» **Teks Bacaan**:
^^^^^^^^^^^^^^^^

Mohon tunggu...
Sosbud Pilihan

Melangkah dari Ketertinggalan Daerah Menuju Indonesia Maju dan Sejahtera

16 Oktober 2017   08:45 Diperbarui: 16 Oktober 2017   09:17 2390
+
Laporkan Konten
Laporkan Akun
Kompasiana adalah platform blog. Konten ini menjadi tanggung jawab bloger dan tidak mewakili pandangan redaksi Kompas.
Lihat foto
Bagikan ide kreativitasmu dalam bentuk konten di Kompasiana | Sumber gambar: Freepik

Daerah Tertinggal adalah daerah kabupaten yang wilayah serta masyarakatnya kurang berkembang dibandingkan dengan daerah lain dalam skala nasional. Berdasarkan Peraturan Menteri Desa Pembangunan Daerah Tertinggal, dan Transmigrasi Republik Indonesia No. 3 Tahun 2016 tentang Petunjuk Teknis Penentuan Indikator dalam Penetapan Daerah Tertinggal Secara Nasional terdapat indikator yang digunakan untuk menentukan ketertinggalan kabupaten dalam rencana pembangunan jangka menengah (RPJMN) 2009-2014 yang terdiri dari 27 indikator dan dikelompokan dalam enam kriteria. Adapun kriteria yang dimaksud adalah ekonomi, sumber daya manusia, infrastruktur, aksesibilitas, karakteristik daerah, dan kapasitas keuangan daerah. 

Data yang digunakan sebagai representasi kriteria tersebut bersumber dari  Survei Potensi Desa (PODES), Data Survei Sosial Ekonomi Nasional (SUSENAS), dan Kemampuan Keuangan Daerah (KKD). PODES dan SUSENAS merupakan survei yang dilakukan oleh Badan Pusat Statistik (BPS). PODES sendiri dilakukan sebanyak tiga kali dalam kurun waktu sepuluh tahun sebagai bagian dari rangkaian kegiatan sensus secara independen. Sedangkan SUSENAS dilakukan setiap tahunnya untuk mengumpulkan informasi/data di bidang kependudukan, kesehatan, pendidikan, Keluarga Berencana, perumahan, serta konsumsi dan pengeluaran. Kemudian KKD bersumber dari Kementerian Keuangan berdasarkan efektifitas input dan output keuangan daerah tersebut.

^^^^^^^^^^^^^^^^

» **Soal Latihan**:
**a)** Menurut bacaan tentang daerah tertinggal, berapa kali PODES dilakukan dalam kurun waktu sepuluh tahun?
**b)** Salin dengan tepat seluruh bagian bacaan tentang daerah tertinggal, mulai dari "Daerah Tertinggal adalah" terus sampai "kapasitas keuangan daerah.".
Baris-baris data di bawah ini merupakan bahan tersendiri, terpisah dari bacaan tentang daerah tertinggal.

^^^^^^^^^^^^^^^^

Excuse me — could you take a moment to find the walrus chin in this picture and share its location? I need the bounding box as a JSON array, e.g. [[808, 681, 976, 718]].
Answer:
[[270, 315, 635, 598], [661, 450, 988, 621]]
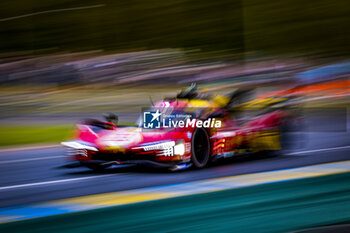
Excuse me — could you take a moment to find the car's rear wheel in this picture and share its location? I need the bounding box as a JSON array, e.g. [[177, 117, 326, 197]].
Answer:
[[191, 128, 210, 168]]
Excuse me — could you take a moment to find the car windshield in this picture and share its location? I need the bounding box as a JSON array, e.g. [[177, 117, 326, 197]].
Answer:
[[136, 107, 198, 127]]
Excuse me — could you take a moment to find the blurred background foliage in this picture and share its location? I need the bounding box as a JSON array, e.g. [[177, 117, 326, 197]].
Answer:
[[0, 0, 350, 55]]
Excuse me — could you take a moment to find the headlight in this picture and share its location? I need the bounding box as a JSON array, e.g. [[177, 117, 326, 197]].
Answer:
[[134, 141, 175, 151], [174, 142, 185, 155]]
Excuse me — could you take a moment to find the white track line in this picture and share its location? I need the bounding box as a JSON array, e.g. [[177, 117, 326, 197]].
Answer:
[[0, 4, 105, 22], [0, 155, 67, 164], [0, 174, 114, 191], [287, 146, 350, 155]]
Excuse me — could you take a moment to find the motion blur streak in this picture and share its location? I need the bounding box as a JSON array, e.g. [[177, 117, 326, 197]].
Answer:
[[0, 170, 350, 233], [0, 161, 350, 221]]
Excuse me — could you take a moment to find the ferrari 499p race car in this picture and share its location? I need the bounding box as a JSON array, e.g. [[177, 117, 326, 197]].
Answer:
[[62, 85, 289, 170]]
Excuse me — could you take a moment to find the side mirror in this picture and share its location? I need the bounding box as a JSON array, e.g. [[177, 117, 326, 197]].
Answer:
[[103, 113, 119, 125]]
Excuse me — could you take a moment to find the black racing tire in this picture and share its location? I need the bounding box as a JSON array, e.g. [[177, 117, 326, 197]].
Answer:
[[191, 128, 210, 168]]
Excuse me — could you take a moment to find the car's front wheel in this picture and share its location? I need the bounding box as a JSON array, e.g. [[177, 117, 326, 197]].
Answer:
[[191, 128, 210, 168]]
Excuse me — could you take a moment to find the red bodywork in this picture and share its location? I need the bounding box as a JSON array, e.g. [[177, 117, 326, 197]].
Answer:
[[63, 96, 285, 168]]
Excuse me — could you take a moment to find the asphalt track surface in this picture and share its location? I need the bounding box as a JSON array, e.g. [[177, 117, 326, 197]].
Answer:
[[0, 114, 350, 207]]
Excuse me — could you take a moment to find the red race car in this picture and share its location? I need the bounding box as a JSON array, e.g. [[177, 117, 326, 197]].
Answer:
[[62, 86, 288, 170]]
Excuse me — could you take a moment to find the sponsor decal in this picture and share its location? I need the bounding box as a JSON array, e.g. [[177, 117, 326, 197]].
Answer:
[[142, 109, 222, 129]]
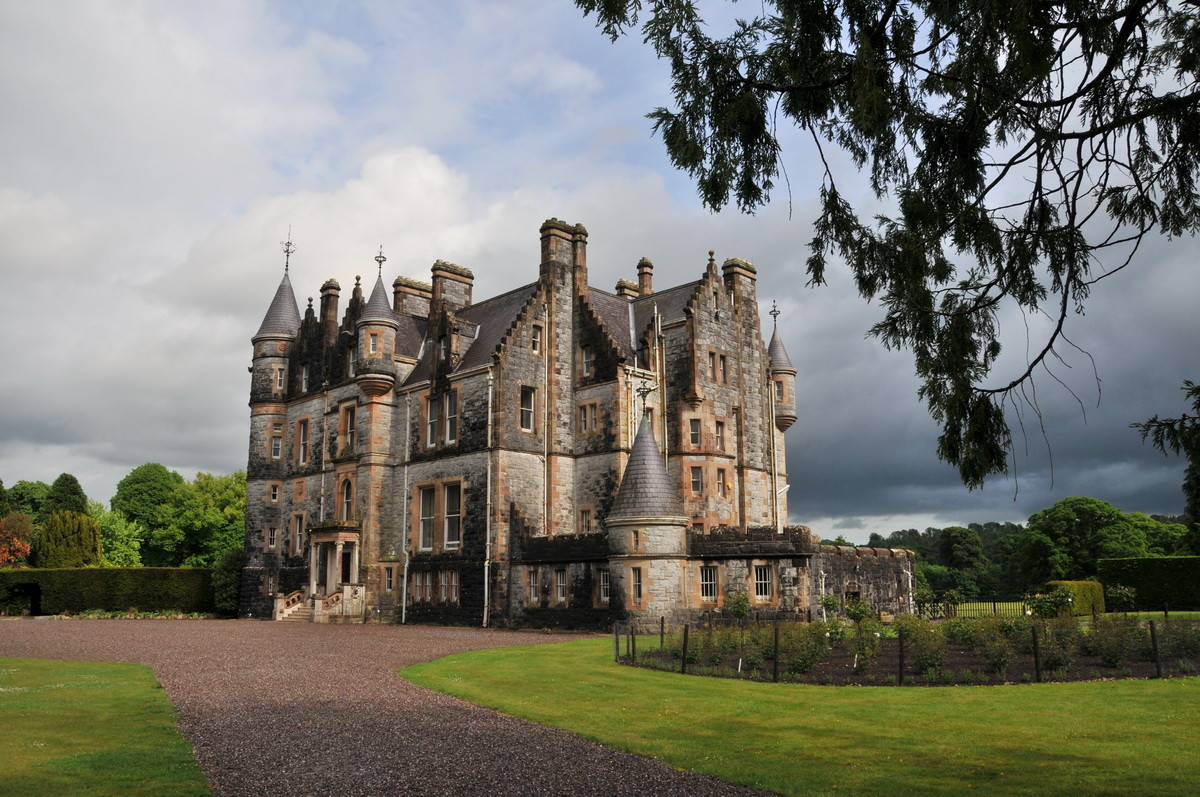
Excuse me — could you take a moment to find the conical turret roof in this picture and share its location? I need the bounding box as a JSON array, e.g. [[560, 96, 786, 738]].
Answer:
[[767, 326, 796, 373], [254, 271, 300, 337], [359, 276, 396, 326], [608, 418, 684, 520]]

^^^^^^^^^^^^^^^^

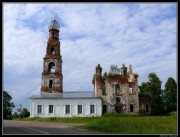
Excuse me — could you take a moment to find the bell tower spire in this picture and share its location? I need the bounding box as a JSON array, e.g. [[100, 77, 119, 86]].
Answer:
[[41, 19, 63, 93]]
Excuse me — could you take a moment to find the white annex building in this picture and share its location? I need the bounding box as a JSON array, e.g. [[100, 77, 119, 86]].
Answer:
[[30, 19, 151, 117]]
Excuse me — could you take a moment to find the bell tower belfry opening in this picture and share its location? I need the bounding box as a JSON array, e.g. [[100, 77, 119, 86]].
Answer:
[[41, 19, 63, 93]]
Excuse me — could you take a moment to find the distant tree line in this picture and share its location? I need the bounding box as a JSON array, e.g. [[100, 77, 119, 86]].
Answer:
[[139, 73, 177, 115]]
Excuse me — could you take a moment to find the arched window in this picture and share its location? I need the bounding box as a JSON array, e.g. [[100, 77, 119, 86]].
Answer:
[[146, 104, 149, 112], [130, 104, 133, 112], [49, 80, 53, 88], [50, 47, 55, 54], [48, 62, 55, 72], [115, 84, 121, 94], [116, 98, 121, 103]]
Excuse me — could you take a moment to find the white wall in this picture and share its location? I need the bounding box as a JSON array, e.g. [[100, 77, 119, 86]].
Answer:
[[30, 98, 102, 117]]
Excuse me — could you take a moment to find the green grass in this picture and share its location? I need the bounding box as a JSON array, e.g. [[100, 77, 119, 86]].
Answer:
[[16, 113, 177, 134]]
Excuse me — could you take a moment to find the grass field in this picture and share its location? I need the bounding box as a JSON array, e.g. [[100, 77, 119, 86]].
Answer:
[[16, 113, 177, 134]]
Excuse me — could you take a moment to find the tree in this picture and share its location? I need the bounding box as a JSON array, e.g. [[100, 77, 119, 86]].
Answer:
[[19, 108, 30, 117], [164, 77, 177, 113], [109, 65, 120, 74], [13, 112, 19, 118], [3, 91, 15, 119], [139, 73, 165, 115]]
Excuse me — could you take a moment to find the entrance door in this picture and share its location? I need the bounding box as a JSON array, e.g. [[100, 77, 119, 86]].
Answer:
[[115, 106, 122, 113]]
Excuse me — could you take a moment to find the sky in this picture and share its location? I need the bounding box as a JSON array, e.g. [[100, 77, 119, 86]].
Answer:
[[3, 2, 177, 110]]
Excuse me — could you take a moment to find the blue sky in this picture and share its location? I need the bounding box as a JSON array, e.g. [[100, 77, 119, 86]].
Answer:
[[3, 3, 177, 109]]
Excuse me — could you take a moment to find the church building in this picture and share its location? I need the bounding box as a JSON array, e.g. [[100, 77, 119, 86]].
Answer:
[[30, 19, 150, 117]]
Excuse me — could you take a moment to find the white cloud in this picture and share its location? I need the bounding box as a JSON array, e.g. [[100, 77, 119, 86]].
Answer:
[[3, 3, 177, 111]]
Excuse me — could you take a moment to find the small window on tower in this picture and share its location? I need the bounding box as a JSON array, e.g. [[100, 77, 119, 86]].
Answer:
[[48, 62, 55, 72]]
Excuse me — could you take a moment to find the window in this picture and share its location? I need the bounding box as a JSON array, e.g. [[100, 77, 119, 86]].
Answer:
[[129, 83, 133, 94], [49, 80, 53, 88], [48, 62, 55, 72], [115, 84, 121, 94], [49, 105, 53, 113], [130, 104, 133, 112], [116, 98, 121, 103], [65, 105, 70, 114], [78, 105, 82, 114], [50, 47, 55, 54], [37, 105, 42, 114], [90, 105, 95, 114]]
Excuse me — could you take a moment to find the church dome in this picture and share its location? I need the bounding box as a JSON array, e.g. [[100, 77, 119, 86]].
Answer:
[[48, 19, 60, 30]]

^^^^^^^^^^^^^^^^

» **Jawaban Tiap Soal**:
**a)** Tiga kali.

**b)**
Daerah Tertinggal adalah daerah kabupaten yang wilayah serta masyarakatnya kurang berkembang dibandingkan dengan daerah lain dalam skala nasional. Berdasarkan Peraturan Menteri Desa Pembangunan Daerah Tertinggal, dan Transmigrasi Republik Indonesia No. 3 Tahun 2016 tentang Petunjuk Teknis Penentuan Indikator dalam Penetapan Daerah Tertinggal Secara Nasional terdapat indikator yang digunakan untuk menentukan ketertinggalan kabupaten dalam rencana pembangunan jangka menengah (RPJMN) 2009-2014 yang terdiri dari 27 indikator dan dikelompokan dalam enam kriteria. Adapun kriteria yang dimaksud adalah ekonomi, sumber daya manusia, infrastruktur, aksesibilitas, karakteristik daerah, dan kapasitas keuangan daerah.